TASK INSTRUCTIONS ▸
Nothing in the entries may be dropped: restate them word for word.

---

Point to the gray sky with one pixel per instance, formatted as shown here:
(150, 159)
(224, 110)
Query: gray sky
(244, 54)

---

ANSWER TO THIS TASK ▸
Point to the gray sky with one pixel per instance, formatted as shown here:
(150, 159)
(224, 110)
Query: gray sky
(244, 54)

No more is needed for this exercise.